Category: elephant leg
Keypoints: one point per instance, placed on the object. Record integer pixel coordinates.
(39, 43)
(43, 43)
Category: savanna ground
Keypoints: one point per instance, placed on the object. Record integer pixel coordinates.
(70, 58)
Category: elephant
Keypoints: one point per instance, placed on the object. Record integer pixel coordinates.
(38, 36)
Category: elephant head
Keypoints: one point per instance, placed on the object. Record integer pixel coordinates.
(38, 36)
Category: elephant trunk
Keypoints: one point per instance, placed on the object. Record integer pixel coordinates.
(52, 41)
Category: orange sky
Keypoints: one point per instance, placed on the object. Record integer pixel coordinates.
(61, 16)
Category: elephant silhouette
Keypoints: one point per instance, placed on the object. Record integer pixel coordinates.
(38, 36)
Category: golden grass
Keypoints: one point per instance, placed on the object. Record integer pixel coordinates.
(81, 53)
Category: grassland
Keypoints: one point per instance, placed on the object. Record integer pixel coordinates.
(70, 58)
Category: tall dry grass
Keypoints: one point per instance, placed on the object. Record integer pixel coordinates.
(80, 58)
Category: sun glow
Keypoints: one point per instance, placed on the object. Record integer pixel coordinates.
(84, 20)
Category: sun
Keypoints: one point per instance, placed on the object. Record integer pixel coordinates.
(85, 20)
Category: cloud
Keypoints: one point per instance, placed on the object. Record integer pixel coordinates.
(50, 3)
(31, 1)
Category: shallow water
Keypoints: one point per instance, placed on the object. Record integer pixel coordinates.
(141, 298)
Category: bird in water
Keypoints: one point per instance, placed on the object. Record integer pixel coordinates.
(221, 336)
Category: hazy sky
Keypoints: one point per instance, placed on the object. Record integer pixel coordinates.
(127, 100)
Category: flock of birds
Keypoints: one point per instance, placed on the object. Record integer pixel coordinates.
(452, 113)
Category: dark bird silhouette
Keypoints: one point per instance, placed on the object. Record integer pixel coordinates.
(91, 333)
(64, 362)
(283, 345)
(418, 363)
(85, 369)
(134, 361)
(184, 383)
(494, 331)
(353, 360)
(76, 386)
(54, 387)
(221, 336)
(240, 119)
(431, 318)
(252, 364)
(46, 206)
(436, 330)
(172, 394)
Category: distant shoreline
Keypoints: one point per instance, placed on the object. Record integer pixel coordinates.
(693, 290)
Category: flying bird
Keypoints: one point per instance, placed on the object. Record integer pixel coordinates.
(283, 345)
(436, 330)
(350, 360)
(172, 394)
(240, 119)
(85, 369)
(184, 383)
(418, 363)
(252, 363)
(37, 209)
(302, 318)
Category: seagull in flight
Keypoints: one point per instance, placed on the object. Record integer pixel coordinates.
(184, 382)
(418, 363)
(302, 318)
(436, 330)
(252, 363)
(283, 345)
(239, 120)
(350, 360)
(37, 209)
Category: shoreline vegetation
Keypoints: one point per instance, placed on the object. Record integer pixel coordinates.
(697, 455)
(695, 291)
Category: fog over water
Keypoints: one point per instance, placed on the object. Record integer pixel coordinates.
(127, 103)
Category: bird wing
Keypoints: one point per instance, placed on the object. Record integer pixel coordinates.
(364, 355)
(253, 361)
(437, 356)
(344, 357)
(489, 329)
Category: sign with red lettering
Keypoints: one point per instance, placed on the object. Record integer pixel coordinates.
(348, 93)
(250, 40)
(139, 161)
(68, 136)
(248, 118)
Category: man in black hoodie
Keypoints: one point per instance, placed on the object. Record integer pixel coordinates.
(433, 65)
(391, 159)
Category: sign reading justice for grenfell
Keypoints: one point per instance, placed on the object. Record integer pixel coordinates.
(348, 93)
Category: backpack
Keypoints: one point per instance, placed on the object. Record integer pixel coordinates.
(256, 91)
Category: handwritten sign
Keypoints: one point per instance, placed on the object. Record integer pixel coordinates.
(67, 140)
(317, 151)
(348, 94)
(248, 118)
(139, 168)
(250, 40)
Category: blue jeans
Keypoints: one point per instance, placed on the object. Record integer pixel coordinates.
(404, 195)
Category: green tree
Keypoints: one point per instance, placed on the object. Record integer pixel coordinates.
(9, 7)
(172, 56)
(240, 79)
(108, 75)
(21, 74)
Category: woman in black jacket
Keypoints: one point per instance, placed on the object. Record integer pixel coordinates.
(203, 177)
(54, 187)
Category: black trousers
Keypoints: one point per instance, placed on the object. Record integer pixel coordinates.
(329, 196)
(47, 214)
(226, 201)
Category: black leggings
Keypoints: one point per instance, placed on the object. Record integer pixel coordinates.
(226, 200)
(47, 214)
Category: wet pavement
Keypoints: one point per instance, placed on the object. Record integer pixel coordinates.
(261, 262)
______
_Your instructions_
Looking back over the data above, restate word for word the lines that begin at the line with "Category: bird wing" and end at the line with "Category: blue jeans", inclusive.

_Completed exercise_
Category: bird wing
Keypoints: one point per instance, placed on the object. Record integer pixel coordinates.
(364, 355)
(253, 361)
(437, 356)
(344, 357)
(489, 329)
Category: sign with red lettering
Keypoints: one point per instance, placed on the object. Record integer pixel coordinates.
(348, 93)
(250, 40)
(139, 161)
(68, 136)
(248, 118)
Category: man in black hoodie
Keypoints: one point per instance, placed on the object. Record integer pixel coordinates.
(433, 65)
(391, 159)
Category: sign reading justice for grenfell
Keypoints: one point per instance, placed on the object. Record integer pixel coordinates.
(348, 93)
Category: backpack
Keypoints: one point per instance, placed on the object. Record integer pixel coordinates.
(256, 91)
Category: handwritten sign
Keypoints: one point per instance, placed on the object. Record integer pixel coordinates.
(67, 140)
(317, 151)
(348, 94)
(248, 118)
(139, 168)
(250, 40)
Category: blue jeans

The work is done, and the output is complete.